[PAGE TEXT]
Content starts

I-74, later I-174, was an Imperial Japanese Navy Kaidai type cruiser submarine of the KD6B sub-class commissioned in 1938. During World War II, she took part in the attack on Pearl Harbor, the Battle of Midway, the Guadalcanal campaign, the New Guinea campaign, and the Gilbert and Marshall Islands campaign and operated off Australia before she was sunk during her ninth war patrol in 1944.

==Design and description==
The submarines of the KD6B sub-class were essentially repeats of the preceding KD6A sub-class. They displaced 1785 LT surfaced and 2564 LT submerged. The submarines were 105 m long, had a beam of 8.2 m and a draft of 4.57 m. They had a diving depth of 75 m

For surface running, the submarines were powered by two 4500 bhp diesel engines, each driving one propeller shaft. When submerged each propeller was driven by a 900 hp electric motor. The submarines could reach 23 kn on the surface and 8 kn underwater. On the surface, the KD3Bs had a range of 10000 nmi at 16 kn; submerged, they had a range of 65 nmi at 3 kn.

Content ends

(Segmentation mask data)
Content starts

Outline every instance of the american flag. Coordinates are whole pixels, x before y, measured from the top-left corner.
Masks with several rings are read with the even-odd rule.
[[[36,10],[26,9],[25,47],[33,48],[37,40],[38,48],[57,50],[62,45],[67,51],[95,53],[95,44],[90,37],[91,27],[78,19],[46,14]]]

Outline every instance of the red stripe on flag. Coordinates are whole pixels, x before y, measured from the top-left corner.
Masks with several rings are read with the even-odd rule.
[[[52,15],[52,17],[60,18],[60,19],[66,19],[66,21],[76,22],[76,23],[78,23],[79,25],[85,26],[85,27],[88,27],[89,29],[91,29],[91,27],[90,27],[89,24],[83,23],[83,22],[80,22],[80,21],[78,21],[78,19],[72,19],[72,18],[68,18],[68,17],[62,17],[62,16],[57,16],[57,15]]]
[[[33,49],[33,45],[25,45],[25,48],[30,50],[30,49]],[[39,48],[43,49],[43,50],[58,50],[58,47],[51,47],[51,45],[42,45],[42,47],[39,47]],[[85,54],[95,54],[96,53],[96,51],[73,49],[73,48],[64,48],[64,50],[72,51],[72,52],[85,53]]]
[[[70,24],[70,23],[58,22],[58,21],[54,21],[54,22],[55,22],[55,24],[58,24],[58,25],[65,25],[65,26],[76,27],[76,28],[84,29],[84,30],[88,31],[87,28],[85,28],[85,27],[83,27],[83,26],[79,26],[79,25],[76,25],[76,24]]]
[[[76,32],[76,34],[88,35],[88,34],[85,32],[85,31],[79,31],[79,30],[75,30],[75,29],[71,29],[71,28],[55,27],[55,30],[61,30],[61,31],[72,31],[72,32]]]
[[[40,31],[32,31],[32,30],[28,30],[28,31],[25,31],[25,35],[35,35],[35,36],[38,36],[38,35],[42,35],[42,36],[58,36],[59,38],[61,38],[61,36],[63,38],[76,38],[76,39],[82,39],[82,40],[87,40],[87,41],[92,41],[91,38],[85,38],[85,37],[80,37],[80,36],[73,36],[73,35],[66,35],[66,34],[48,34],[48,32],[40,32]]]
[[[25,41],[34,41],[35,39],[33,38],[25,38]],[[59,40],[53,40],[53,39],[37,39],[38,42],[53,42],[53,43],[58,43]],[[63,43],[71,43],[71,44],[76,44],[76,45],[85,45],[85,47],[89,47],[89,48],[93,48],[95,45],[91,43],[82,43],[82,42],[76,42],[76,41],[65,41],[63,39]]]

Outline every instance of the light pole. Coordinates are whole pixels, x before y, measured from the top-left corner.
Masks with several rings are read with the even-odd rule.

Content ends
Content starts

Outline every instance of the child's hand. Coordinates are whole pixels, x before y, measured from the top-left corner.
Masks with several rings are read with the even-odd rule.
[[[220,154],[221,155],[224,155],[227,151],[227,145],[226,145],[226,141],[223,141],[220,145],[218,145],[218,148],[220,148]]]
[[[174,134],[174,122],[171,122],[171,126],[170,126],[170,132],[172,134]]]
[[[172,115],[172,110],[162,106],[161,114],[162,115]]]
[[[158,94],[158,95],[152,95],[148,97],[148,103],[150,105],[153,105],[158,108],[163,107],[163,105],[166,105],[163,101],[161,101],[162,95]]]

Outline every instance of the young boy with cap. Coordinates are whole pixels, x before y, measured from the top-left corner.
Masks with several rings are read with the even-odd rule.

Content ends

Reproduce the part of the I-74 text between "For surface running, the" and "nmi at 3 kn.", inclusive, word for word.

For surface running, the submarines were powered by two 4500 bhp diesel engines, each driving one propeller shaft. When submerged each propeller was driven by a 900 hp electric motor. The submarines could reach 23 kn on the surface and 8 kn underwater. On the surface, the KD3Bs had a range of 10000 nmi at 16 kn; submerged, they had a range of 65 nmi at 3 kn.